— Task to carry out —
The entries that follow must be given again exactly, with the pictures excluded.

== Data ==

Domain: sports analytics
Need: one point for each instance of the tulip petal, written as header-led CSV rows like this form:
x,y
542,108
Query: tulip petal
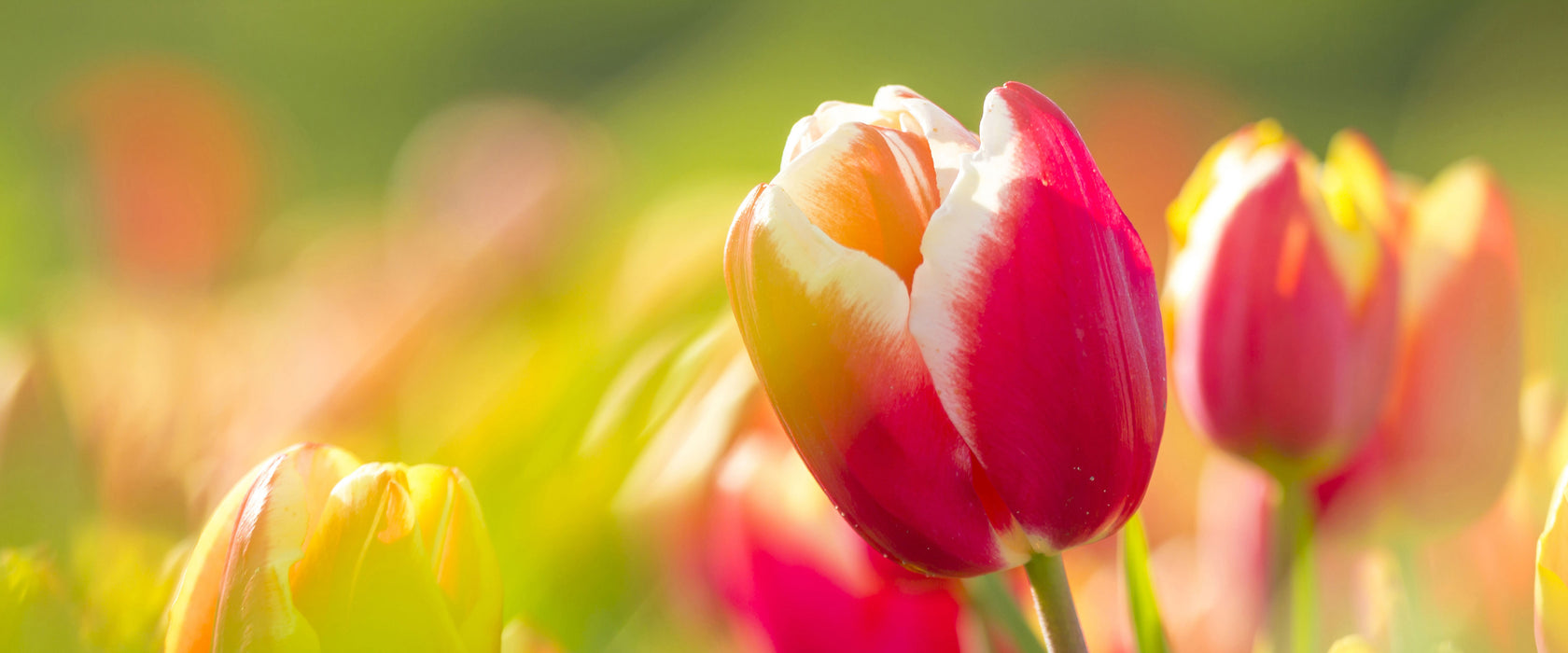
x,y
827,332
949,140
234,592
1551,561
1264,313
460,551
869,188
828,117
1037,313
364,579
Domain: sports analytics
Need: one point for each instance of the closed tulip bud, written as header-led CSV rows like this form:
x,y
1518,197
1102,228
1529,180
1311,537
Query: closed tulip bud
x,y
960,332
314,551
1281,302
1446,442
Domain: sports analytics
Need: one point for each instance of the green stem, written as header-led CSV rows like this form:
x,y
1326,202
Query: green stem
x,y
998,606
1054,602
1411,618
1295,600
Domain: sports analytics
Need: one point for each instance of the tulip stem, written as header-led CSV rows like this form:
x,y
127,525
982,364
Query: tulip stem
x,y
1000,608
1054,602
1411,616
1295,599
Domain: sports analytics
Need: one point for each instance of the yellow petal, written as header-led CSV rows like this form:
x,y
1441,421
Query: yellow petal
x,y
230,586
1211,168
1551,560
364,581
460,550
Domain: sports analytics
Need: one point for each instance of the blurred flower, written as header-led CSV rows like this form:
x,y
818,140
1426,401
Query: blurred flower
x,y
518,638
1551,564
175,168
1281,301
880,284
314,551
176,395
795,577
1448,438
1352,644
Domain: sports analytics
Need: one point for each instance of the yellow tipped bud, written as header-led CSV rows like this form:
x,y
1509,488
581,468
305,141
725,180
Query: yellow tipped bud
x,y
313,551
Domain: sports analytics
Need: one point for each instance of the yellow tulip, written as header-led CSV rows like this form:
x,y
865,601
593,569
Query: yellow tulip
x,y
314,551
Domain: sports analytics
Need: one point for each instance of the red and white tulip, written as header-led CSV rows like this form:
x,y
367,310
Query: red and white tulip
x,y
959,331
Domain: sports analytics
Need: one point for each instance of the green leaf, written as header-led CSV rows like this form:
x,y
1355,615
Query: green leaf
x,y
1141,590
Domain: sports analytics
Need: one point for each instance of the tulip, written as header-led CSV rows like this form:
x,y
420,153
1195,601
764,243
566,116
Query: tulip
x,y
795,578
1446,442
314,551
959,332
1281,299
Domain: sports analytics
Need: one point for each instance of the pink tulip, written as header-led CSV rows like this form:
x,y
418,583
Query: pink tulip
x,y
1448,438
795,577
959,332
1281,301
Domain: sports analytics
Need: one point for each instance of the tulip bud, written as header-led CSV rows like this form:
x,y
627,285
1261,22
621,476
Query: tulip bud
x,y
1448,438
959,332
313,551
1551,564
1281,299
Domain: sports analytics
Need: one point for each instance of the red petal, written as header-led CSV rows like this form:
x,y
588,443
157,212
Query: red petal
x,y
1037,313
1274,357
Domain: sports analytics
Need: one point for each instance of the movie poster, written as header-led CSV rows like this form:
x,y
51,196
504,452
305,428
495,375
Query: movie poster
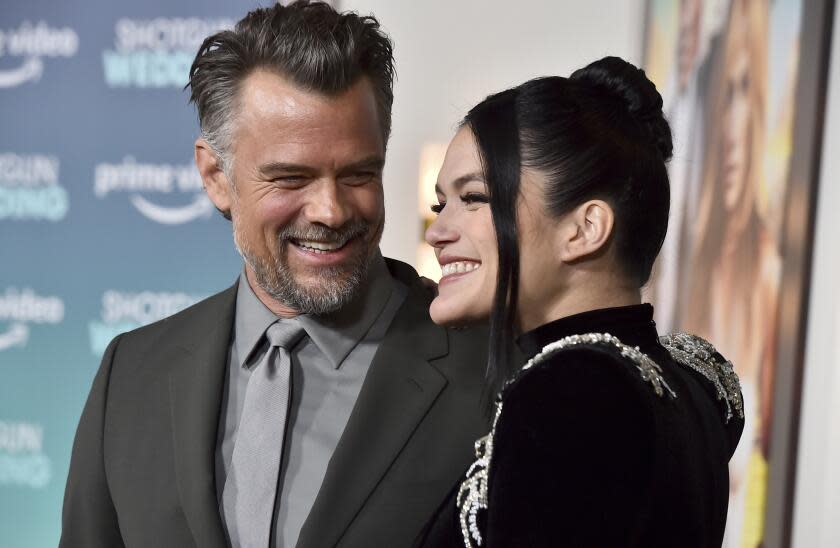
x,y
727,70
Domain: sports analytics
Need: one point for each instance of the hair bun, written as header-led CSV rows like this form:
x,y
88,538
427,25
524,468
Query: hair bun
x,y
631,85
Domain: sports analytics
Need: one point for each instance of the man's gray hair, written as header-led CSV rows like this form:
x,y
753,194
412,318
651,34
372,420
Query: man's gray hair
x,y
308,43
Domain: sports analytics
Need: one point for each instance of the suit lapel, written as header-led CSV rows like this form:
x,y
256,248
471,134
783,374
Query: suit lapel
x,y
196,385
400,387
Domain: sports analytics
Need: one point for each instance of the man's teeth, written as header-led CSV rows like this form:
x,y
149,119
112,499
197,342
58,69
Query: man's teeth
x,y
319,247
460,267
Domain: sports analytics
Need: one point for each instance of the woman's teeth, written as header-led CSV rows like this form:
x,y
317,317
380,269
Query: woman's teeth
x,y
319,247
461,267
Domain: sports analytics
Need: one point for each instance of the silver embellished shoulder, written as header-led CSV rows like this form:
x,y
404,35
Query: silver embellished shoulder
x,y
688,350
472,495
698,354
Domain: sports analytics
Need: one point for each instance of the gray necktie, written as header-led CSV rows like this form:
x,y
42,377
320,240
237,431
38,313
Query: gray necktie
x,y
251,485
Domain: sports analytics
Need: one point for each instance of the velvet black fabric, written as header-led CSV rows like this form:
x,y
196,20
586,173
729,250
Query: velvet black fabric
x,y
588,455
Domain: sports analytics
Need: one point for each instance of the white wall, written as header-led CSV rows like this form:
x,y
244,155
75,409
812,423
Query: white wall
x,y
817,499
450,54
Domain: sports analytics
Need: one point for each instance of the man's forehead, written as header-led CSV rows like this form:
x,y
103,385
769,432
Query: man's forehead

===

— Answer to this task —
Domain: sports analytics
Need: one point for each instance of the tulip petal, written as header-led CSV rows like this form:
x,y
542,108
Query: tulip petal
x,y
827,332
949,140
234,592
1551,561
1264,313
460,551
869,188
828,117
1037,313
364,579
Domain: sports analytics
Need: one point for each instance of the closed tulip bud, written as header-led CSV rows like this form:
x,y
1518,197
1102,228
1529,180
1311,537
Query: closed tulip bud
x,y
960,332
314,551
1281,302
1446,442
Domain: sports analytics
Need: one point for each instance of the green stem, written as header-led CSV rows like this form:
x,y
1326,202
Query: green stem
x,y
998,606
1054,602
1411,618
1295,600
Domain: sports analytics
Need: one point for each instance of the tulip stem, written as header-led CSV rows like this form:
x,y
127,525
982,364
Query: tulip stem
x,y
1000,608
1054,602
1411,616
1295,599
Domain: sports analytics
Need: one point for each instance of the yellow petal, written as header-led CSV rows like this form:
x,y
1441,421
Query: yellow petal
x,y
230,586
1211,168
1551,560
364,581
460,550
Domain: sports analytics
Need: one point for each instance of the blurred flower, written as header-led CSV rows like this form:
x,y
818,140
1426,401
Query: blurred flower
x,y
518,638
1551,564
175,168
1281,301
880,284
314,551
176,395
795,577
1448,438
1352,644
Domain: sports analytics
Need: one point for each instance of the yellow tipped bud, written as header-led CSV rows like this form:
x,y
1509,488
581,468
305,141
725,180
Query: yellow tipped bud
x,y
313,551
Domain: sports analytics
Need: one point for each instance of the yellow tulip, written as header-led CSV rows like this form:
x,y
865,601
593,569
Query: yellow tulip
x,y
314,551
Domain: sports analytics
Need: one point for each instance of the red and white tulip, written as header-led CSV rows like this form:
x,y
367,310
Query: red and white tulip
x,y
959,331
Domain: sports analytics
Need: one point for each instance of the green leaf, written as header-led CSV rows like this form:
x,y
1355,615
Query: green leaf
x,y
1141,590
Domain: sports analytics
Need: one point for each instance of the tulip, written as header-led CSV rows like this form:
x,y
420,153
1195,601
764,243
566,116
Query: tulip
x,y
795,578
1446,442
314,551
959,332
1281,299
Domain: sports analytics
Need: one point for each instance of the pink tulip, written as header-led CSV rows like this form:
x,y
418,583
Query: pink tulip
x,y
1448,438
795,577
959,332
1281,301
Domain: sports analytics
Need: one point for each instance of the tulip bud, written as header-led CSV rows like this form:
x,y
627,285
1261,22
621,476
Query: tulip bud
x,y
1448,438
959,332
313,551
1551,564
1281,299
Domain: sports analytics
Need: one point for each instance of the red petal, written as header-led CSV rows like this form:
x,y
588,443
157,212
Query: red petal
x,y
1037,313
1274,357
Domain: sports analytics
Need: one point for each instance of the movie poster, written as header-led CSV rows like this form:
x,y
51,196
504,452
305,428
495,375
Query: movie poster
x,y
727,70
Domain: sports analytics
Need: one point for each instance of the hair bun, written as header-led CSV rows like this form:
x,y
88,538
427,25
524,468
Query: hair bun
x,y
631,85
Domain: sports analytics
Need: one point for each instance of the man's gray hair, written as header-led CSV rows like this form:
x,y
753,194
412,318
651,34
372,420
Query: man's gray hair
x,y
308,43
Domain: sports analytics
Need: one point for each instance of the suit lapel, written as header-led CSV rows like this form:
x,y
256,248
471,134
783,374
Query: suit lapel
x,y
196,385
400,387
Domain: sports analytics
Need: one point for each instance of the man's teeth, written as header-led CSV rows like this form:
x,y
149,119
112,499
197,342
58,69
Query: man's teeth
x,y
319,247
460,267
Domain: sports analytics
Need: one point for each instance of the woman's teeth, written as header-led CSV rows like this form:
x,y
317,317
380,269
Query: woman's teeth
x,y
319,247
461,267
Domain: sports analytics
Need: one point for each instance of the silver embellished shoulder, written as header-led CSV rows like this form:
x,y
404,35
Query: silver embellished shoulder
x,y
688,350
472,495
698,354
Domain: sports analytics
Need: one point for each instance of the gray necktie, written as header-led CSV rows like this form:
x,y
42,377
320,240
237,431
38,313
Query: gray necktie
x,y
251,485
Domain: sports analytics
Need: one point for each instance of the velvet black fabric, written as header-led CSV rows like this form:
x,y
196,20
586,173
729,250
Query: velvet black fabric
x,y
588,455
Domain: sports analytics
Need: one point for each instance of the white wall, written as header-led CSV rows like this form:
x,y
244,155
75,409
812,423
Query: white wall
x,y
817,499
450,54
Domain: sports analytics
Need: one point for each instance of the man's forehead, written as header-led CSV rows like this form:
x,y
103,385
769,432
Query: man's forehead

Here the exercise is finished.